━━━ Listed entries

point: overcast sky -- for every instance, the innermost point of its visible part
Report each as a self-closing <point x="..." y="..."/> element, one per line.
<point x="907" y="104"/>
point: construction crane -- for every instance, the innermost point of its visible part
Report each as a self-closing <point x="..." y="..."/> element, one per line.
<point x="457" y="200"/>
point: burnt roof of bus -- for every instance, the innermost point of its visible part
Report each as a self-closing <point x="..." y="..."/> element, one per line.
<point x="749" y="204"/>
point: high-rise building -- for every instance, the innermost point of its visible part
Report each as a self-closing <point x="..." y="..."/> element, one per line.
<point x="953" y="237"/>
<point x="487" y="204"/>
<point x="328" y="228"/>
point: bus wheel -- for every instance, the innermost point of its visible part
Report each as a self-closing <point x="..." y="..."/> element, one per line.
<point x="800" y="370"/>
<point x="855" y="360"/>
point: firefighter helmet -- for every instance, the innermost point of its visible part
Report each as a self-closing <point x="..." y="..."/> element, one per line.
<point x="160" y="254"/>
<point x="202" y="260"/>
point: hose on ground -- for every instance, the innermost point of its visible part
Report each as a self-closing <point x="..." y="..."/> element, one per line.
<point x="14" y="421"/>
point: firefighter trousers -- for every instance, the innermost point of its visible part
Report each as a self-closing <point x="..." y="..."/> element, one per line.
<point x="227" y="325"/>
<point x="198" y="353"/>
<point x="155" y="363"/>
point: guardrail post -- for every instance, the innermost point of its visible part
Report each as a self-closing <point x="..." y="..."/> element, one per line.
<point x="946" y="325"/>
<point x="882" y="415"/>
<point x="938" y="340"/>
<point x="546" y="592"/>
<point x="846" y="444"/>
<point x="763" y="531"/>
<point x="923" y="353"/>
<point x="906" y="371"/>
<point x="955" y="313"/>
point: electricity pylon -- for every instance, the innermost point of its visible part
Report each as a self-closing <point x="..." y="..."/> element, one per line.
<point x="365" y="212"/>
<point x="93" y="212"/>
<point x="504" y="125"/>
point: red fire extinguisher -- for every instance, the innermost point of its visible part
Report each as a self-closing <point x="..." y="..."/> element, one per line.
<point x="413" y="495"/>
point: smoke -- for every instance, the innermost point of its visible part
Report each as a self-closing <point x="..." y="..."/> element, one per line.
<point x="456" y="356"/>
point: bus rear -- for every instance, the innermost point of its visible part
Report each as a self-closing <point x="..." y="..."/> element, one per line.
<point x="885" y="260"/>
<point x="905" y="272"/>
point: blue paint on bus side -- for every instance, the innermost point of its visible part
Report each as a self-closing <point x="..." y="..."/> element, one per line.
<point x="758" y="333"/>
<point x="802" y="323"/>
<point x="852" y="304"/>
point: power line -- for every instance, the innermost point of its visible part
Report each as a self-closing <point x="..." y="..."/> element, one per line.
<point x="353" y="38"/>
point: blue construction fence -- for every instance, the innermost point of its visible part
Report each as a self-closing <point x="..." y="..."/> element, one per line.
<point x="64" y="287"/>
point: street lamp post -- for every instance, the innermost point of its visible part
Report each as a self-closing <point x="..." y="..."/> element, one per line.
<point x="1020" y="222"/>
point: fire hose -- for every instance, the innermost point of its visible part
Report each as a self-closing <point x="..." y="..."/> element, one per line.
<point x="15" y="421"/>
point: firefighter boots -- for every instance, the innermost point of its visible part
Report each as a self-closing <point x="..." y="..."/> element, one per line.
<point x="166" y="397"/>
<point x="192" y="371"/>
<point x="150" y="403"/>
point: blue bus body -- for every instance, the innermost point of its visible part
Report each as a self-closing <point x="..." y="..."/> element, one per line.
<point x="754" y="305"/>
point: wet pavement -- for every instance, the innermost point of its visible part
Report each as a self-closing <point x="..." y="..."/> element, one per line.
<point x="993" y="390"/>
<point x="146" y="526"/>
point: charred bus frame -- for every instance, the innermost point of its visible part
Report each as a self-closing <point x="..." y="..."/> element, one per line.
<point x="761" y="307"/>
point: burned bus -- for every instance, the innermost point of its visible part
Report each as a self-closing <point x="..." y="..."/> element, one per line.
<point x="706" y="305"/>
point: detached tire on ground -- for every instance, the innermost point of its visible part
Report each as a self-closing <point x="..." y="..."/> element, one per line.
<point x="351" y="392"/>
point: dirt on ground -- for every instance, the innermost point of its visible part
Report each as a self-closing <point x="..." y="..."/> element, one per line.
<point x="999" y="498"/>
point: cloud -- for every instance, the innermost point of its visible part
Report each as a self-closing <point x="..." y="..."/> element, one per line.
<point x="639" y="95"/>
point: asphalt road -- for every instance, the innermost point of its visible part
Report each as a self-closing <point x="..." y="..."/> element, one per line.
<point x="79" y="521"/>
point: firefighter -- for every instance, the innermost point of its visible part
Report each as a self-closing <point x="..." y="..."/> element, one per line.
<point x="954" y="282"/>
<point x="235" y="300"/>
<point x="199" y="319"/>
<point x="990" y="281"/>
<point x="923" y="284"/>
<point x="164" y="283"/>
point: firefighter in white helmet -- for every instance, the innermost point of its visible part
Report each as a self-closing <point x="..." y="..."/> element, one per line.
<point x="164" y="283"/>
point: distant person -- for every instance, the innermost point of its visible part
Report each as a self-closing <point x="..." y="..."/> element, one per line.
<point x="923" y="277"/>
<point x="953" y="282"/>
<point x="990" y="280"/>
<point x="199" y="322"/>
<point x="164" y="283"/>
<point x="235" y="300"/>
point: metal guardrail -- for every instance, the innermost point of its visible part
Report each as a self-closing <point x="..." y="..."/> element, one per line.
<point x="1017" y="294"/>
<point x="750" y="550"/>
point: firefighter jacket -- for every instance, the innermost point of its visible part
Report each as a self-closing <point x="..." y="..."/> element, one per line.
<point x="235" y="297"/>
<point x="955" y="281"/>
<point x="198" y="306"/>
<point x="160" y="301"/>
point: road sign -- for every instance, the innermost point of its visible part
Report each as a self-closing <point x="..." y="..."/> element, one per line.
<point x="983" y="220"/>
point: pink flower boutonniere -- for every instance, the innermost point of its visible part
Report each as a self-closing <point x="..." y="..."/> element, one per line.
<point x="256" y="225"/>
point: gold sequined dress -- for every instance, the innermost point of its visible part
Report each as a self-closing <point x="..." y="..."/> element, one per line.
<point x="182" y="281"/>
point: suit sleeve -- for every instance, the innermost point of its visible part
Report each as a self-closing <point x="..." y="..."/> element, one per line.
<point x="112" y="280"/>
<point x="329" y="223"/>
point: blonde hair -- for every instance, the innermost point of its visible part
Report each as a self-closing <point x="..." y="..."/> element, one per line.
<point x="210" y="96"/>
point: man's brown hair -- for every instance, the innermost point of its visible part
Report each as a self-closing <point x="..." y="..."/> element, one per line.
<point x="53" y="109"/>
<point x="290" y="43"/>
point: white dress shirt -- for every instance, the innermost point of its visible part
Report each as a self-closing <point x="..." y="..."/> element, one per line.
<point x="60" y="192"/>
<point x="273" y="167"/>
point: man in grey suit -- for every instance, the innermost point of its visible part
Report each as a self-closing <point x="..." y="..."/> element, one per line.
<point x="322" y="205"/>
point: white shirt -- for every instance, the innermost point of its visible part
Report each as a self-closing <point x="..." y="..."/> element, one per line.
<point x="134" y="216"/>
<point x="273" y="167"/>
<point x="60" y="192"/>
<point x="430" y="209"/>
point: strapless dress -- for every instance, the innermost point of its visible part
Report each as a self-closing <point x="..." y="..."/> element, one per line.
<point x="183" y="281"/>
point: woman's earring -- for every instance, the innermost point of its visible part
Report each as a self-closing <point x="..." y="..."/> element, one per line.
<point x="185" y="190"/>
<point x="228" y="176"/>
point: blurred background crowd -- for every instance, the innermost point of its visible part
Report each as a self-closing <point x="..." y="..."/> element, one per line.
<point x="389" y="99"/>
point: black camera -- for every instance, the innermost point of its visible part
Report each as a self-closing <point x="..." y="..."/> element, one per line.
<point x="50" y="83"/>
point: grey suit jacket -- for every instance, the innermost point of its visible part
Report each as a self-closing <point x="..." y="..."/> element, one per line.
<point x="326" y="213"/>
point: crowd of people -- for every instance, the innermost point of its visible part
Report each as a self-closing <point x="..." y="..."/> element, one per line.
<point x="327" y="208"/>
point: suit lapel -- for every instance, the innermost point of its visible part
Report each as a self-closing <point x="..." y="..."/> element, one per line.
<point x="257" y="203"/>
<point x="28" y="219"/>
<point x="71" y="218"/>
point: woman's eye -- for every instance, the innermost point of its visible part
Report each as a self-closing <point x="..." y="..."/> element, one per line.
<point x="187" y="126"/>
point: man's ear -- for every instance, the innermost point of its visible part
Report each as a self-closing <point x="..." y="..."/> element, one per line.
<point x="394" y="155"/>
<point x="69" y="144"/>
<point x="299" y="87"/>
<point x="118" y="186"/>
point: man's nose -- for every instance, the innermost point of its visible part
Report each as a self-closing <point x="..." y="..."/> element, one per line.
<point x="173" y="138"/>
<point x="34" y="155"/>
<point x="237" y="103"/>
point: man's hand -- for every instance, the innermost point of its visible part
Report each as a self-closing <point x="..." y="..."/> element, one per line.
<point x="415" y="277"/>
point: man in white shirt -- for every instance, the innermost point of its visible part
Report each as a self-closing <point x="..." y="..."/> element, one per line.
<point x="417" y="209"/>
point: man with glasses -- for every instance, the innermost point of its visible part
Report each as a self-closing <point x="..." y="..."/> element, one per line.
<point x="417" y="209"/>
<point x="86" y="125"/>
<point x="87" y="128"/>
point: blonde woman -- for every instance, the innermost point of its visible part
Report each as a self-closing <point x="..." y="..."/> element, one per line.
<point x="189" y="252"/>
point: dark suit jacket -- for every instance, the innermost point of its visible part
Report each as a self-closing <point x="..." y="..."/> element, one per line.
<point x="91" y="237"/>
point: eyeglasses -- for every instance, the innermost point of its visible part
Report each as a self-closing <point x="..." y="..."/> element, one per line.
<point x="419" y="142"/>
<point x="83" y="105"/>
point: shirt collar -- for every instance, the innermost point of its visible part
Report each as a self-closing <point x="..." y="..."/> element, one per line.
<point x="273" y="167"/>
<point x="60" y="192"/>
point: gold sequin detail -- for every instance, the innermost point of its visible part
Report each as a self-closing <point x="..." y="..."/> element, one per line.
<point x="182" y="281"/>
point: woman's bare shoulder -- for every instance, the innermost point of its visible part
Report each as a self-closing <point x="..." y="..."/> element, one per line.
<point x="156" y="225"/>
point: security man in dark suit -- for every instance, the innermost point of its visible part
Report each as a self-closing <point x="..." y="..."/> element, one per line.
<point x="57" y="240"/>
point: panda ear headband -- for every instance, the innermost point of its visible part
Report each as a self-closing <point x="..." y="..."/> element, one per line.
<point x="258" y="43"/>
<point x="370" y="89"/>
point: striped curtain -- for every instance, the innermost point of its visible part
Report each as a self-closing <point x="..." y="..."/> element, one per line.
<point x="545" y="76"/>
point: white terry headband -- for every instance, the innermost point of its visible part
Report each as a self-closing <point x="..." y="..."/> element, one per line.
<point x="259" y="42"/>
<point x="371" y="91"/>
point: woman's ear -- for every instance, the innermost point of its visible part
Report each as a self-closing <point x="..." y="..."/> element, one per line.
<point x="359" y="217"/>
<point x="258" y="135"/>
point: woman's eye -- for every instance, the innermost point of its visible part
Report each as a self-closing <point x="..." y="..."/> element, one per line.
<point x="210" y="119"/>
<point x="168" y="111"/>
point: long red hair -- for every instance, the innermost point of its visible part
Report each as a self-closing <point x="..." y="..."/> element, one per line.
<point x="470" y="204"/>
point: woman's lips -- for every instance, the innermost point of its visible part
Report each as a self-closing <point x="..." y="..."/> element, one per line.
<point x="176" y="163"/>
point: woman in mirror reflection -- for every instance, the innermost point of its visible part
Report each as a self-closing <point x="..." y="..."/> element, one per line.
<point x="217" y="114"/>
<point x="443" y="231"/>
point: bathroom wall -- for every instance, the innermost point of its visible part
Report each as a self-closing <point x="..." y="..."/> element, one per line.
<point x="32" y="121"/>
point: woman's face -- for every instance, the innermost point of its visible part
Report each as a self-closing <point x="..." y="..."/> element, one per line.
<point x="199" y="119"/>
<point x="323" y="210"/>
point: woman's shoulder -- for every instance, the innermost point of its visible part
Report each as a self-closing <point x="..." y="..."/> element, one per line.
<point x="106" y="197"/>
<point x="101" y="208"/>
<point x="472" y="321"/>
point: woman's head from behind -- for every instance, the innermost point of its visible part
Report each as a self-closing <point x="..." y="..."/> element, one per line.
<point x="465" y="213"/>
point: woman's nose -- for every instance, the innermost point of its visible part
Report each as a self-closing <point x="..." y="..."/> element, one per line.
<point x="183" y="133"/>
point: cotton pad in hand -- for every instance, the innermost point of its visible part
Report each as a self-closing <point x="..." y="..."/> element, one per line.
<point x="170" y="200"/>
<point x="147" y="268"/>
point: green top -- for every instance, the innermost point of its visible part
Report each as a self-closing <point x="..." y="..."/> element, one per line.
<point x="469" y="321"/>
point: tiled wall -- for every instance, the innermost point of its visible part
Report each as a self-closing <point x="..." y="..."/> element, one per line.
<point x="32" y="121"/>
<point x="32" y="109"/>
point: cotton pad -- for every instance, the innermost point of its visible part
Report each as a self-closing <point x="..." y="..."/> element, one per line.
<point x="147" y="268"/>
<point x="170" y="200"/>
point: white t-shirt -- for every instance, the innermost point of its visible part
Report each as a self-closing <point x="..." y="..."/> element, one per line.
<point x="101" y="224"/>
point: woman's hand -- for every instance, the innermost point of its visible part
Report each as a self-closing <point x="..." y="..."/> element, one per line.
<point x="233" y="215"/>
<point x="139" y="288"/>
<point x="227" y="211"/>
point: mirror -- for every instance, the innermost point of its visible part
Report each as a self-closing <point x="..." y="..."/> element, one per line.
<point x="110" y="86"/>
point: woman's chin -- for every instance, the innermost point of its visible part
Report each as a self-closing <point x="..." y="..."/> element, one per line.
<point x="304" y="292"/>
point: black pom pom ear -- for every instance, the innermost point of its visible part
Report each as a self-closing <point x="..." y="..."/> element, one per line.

━━━━━━

Written instruction: Repeat only the stretch of lines starting at the one containing "point: cotton pad in" and running to the final line of the entries above.

The reply:
point: cotton pad in hand -- for every instance, the innermost point of its visible part
Report each as a self-closing <point x="..." y="..."/> element, one per line.
<point x="170" y="200"/>
<point x="147" y="268"/>
point: green top -- for every instance, the innermost point of its visible part
Report each as a self-closing <point x="..." y="..."/> element, one per line.
<point x="469" y="321"/>
point: tiled wall -- for every instance, the innermost point of its visible part
Report each as a self-closing <point x="..." y="..."/> element, one per line.
<point x="32" y="121"/>
<point x="32" y="109"/>
point: cotton pad -- for every instance, the innermost point of its visible part
Report each as a self-closing <point x="..." y="..."/> element, one per line.
<point x="147" y="268"/>
<point x="170" y="200"/>
point: white t-shirt -- for every instance, the innermost point of its visible part
Report each as a self-closing <point x="..." y="..."/> element, one per line.
<point x="101" y="224"/>
point: woman's hand -- for every instance, the innermost point of its visible part
Report each as a self-closing <point x="..." y="..."/> element, one per line.
<point x="233" y="215"/>
<point x="139" y="288"/>
<point x="227" y="211"/>
point: mirror -- for every instance, the innermost point of its visible part
Report each as a self-closing <point x="..." y="..."/> element, one per line.
<point x="110" y="86"/>
point: woman's chin -- for every instance, the innermost point of its visible part
Report each as a self-closing <point x="..." y="..."/> element, one per line.
<point x="304" y="292"/>
point: black pom pom ear -- for every instance, the innermost point of its visible part
Report each as a self-closing <point x="..." y="..."/> element, one per line.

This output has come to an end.